CONSIGNE 1 ->
D'après l'extrait sur l'Eucharistie et l'œcuménisme, que reconnaît le Concile Vatican II, au début du décret sur l'œcuménisme, dans le désir ardent de l'unité entre tous les chrétiens ?
CONSIGNE 2 ->
Écrivez la suite du texte sur l'Eucharistie et l'engagement œcuménique, en partant de sa dernière phrase.

C'est pourquoi l'Église a donné des normes qui visent tout à la fois à
favoriser l'accès fréquent et fructueux des fidèles à la table eucharistique,
et à déterminer les conditions objectives dans lesquelles il faut s'abstenir
d'administrer la communion. En favoriser avec soin la fidèle observance devient
une expression effective d'amour envers l'Eucharistie et envers l'Église.
43. Considérant l'Eucharistie comme sacrement de la communion
ecclésiale, il y a un argument à ne pas omettre en raison de son importance: je
me réfère à son lien avec l'engagement œcuménique. Nous devons tous
rendre grâce à la très sainte Trinité parce que, en ces dernières décennies, de
nombreux fidèles partout dans le monde ont été touchés par le désir ardent de
l'unité entre tous les chrétiens. Le Concile Vatican II, au début du décret sur
l'œcuménisme, y reconnaît un don spécial de Dieu.(89) Cela a constitué une grâce efficace qui a
engagé sur la route de l'œcuménisme aussi bien nous-mêmes, fils de l'Église
catholique, que nos frères des autres Églises et Communautés ecclésiales.

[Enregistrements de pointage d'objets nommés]
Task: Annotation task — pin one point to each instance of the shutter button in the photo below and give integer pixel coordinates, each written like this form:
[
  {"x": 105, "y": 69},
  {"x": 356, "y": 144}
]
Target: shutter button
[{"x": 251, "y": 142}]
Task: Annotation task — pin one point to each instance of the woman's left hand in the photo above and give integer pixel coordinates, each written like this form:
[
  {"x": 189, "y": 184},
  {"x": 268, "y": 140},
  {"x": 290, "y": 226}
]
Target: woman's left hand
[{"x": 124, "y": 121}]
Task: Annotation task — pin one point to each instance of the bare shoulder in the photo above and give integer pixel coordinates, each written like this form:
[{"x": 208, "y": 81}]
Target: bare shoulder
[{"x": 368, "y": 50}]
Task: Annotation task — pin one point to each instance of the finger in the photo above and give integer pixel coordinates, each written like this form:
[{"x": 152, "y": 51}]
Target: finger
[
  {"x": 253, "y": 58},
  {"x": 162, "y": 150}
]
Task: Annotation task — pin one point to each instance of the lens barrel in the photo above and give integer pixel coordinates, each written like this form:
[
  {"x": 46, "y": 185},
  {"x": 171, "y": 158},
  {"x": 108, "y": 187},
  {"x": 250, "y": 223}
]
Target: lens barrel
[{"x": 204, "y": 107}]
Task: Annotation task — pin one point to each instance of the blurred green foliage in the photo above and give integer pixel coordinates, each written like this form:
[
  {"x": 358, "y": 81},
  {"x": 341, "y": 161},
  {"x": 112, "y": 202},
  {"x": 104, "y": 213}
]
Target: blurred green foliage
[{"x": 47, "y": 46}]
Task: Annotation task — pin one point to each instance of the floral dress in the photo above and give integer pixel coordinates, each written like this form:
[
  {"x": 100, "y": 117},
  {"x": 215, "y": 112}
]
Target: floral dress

RÉSULTAT DE L'EXERCICE 1 ->
Il y reconnaît un don spécial de Dieu.

RÉSULTAT DE L'EXERCICE 2 ->
Le désir de parvenir à l'unité nous incite à tourner nos regards
vers l'Eucharistie, qui est le Sacrement par excellence de l'unité du peuple de
Dieu, étant donné qu'il en est l'expression la plus parfaite et la source
incomparable.(90) Dans la célébration du Sacrifice
eucharistique, l'Église fait monter sa supplication vers Dieu, Père des
miséricordes, pour qu'il donne à ses fils la plénitude de l'Esprit Saint, de
sorte qu'ils deviennent dans le Christ un seul corps et un seul esprit.(91) En présentant cette prière au Père des
lumières, de qui viennent « les dons les meilleurs et les présents
merveilleux » (Jc 1, 17), l'Église croit en son efficacité,
puisqu'elle prie en union avec le Christ Tête et Époux, lequel fait sienne la
supplication de l'épouse, l'unissant à celle de son sacrifice rédempteur.
44. Précisément parce que l'unité de l'Église, que l'Eucharistie
réalise par le sacrifice du Christ, et par la communion au corps et au sang du
Seigneur, comporte l'exigence, à laquelle on ne saurait déroger, de la
communion totale dans les liens de la profession de foi, des sacrements et du
gouvernement ecclésiastique, il n'est pas possible de concélébrer la même
liturgie eucharistique jusqu'à ce que soit rétablie l'intégrité de ces liens.
Une telle concélébration ne saurait être un moyen valable et pourrait même
constituer un obstacle pour parvenir à la pleine communion, minimisant
la valeur de la distance qui nous sépare du but et introduisant ou avalisant
des ambiguïtés sur telle ou telle vérité de foi. Le chemin vers la pleine unité
ne peut se faire que dans la vérité. En cette matière, les interdictions de la
loi de l'Église ne laissent pas de place aux incertitudes,(92) conformément à la norme morale proclamée
par le Concile Vatican II.(93)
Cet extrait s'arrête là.